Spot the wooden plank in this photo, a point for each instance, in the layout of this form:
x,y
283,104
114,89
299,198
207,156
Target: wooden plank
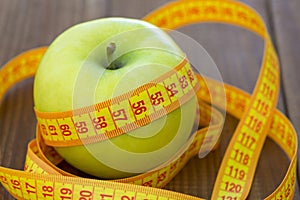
x,y
24,25
32,23
286,22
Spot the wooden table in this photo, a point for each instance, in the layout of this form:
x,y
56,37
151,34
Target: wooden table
x,y
32,23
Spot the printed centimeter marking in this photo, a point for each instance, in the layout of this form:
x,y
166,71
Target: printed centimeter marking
x,y
32,186
238,166
246,147
123,113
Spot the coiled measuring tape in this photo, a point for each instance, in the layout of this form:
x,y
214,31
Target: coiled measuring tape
x,y
258,116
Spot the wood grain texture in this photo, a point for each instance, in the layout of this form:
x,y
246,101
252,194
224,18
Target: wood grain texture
x,y
287,33
31,23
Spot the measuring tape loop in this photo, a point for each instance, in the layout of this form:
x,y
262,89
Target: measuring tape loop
x,y
120,114
259,118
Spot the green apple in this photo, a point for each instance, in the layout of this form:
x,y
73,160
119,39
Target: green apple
x,y
97,60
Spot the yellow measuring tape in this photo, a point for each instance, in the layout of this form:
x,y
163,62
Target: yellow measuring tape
x,y
120,114
258,115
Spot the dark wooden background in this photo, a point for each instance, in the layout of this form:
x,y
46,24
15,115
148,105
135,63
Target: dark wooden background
x,y
27,24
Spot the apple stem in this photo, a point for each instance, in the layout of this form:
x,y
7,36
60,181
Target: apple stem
x,y
110,49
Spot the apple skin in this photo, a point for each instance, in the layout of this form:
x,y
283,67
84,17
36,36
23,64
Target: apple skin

- _THE EXERCISE_
Reproduce all of the records above line for line, without changing a word, and leave out the pictures.

- _TASK OUTPUT_
Spot the wooden plank in this photo, a point for each instance, in the layout of this form:
x,y
283,104
114,89
299,198
207,156
Target: wooden plank
x,y
24,25
32,23
286,22
Spot the wooden table in this photo, a point for each instance, in the layout of this form:
x,y
56,37
151,34
Target: wooden table
x,y
32,23
Spot the printed centimeter marking in this photo, a point for each instance, in the layout of this form:
x,y
166,71
Target: printed centimeter marking
x,y
32,186
238,166
246,147
123,113
Spot the coiled measuring tape in this photo, a point for each instance, in the layout of this form:
x,y
214,31
Target: coiled measuring tape
x,y
258,116
Spot the wood grain texture in this photo, a point for each instance, in the layout of this form:
x,y
246,101
252,194
224,18
Target: wood grain texture
x,y
287,33
31,23
Spot the measuring tape loop in this photo, a point for each instance, in the layout of this form:
x,y
262,89
Target: measuring tape loop
x,y
120,114
259,118
Spot the green apple in this photo, a point for each instance, in the layout of this form:
x,y
73,160
119,39
Target: green apple
x,y
97,60
Spot the yellow measuring tape in this photo, a point for each instance, in the layout of this form:
x,y
163,62
Target: yellow measuring tape
x,y
120,114
258,115
Spot the dark wooden background in this photo, a point for each instance, in the layout of this form:
x,y
46,24
15,115
148,105
135,63
Target: dark wooden background
x,y
27,24
Spot the apple stem in this photo, a point for each instance, in the layout of this form:
x,y
7,36
60,181
Target: apple stem
x,y
110,49
Spot the apple skin in this photo, a point for each instance, in the layout of this form:
x,y
283,67
84,17
36,36
23,64
Target: apple skin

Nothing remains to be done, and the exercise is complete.